- ACTIVITY -
Please reproduce the line containing "Question: I need the bounding box around the rock" and every line after it in the records below, exactly and with nothing else.

**** INFORMATION GIVEN

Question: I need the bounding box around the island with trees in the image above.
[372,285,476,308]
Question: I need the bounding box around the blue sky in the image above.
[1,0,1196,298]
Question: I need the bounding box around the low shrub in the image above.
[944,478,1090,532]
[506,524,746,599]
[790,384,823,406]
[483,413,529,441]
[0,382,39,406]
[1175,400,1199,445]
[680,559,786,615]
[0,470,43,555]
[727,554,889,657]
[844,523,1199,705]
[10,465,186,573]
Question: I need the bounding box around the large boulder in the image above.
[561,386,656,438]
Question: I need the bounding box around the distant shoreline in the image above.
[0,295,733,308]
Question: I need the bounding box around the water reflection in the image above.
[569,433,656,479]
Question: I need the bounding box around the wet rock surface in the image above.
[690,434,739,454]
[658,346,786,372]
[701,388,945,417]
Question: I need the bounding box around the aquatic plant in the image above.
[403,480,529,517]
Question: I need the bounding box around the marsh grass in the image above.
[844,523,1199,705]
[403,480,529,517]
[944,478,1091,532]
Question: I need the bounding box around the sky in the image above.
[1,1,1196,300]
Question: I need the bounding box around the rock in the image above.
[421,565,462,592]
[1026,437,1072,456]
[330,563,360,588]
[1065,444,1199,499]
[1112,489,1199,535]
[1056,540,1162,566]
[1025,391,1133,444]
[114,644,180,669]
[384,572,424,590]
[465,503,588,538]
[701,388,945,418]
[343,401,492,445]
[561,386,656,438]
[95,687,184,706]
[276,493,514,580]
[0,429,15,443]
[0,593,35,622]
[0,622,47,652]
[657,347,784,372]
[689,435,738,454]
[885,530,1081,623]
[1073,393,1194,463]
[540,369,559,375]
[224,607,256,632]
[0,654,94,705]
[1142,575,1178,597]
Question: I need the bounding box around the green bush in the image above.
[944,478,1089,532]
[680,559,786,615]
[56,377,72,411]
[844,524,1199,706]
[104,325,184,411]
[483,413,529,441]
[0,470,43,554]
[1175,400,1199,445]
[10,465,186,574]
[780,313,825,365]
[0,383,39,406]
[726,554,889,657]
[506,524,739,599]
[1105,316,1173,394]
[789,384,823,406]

********

- SOLUTION TO THE PROBLEM -
Question: I need the bounding box around the rock in the image above.
[421,565,462,592]
[1026,437,1072,456]
[330,563,360,588]
[1065,444,1199,499]
[1112,489,1199,535]
[1056,540,1162,566]
[1025,391,1133,444]
[114,644,180,669]
[384,572,424,590]
[465,503,588,538]
[701,388,945,418]
[343,401,492,445]
[561,386,656,438]
[95,687,184,706]
[276,493,514,580]
[0,429,15,443]
[0,593,35,622]
[0,622,47,652]
[657,347,784,372]
[689,435,738,454]
[885,530,1081,623]
[1073,393,1194,463]
[540,369,559,375]
[224,607,256,632]
[0,654,94,705]
[1142,575,1178,597]
Question: I need the bounding box around the green bush in the image above.
[944,478,1089,532]
[680,559,786,615]
[56,377,72,411]
[844,524,1199,706]
[104,325,184,411]
[483,413,529,441]
[0,470,43,554]
[1175,400,1199,445]
[10,465,186,574]
[780,313,825,365]
[0,383,39,406]
[726,554,889,657]
[506,524,739,599]
[1105,316,1173,394]
[789,384,823,406]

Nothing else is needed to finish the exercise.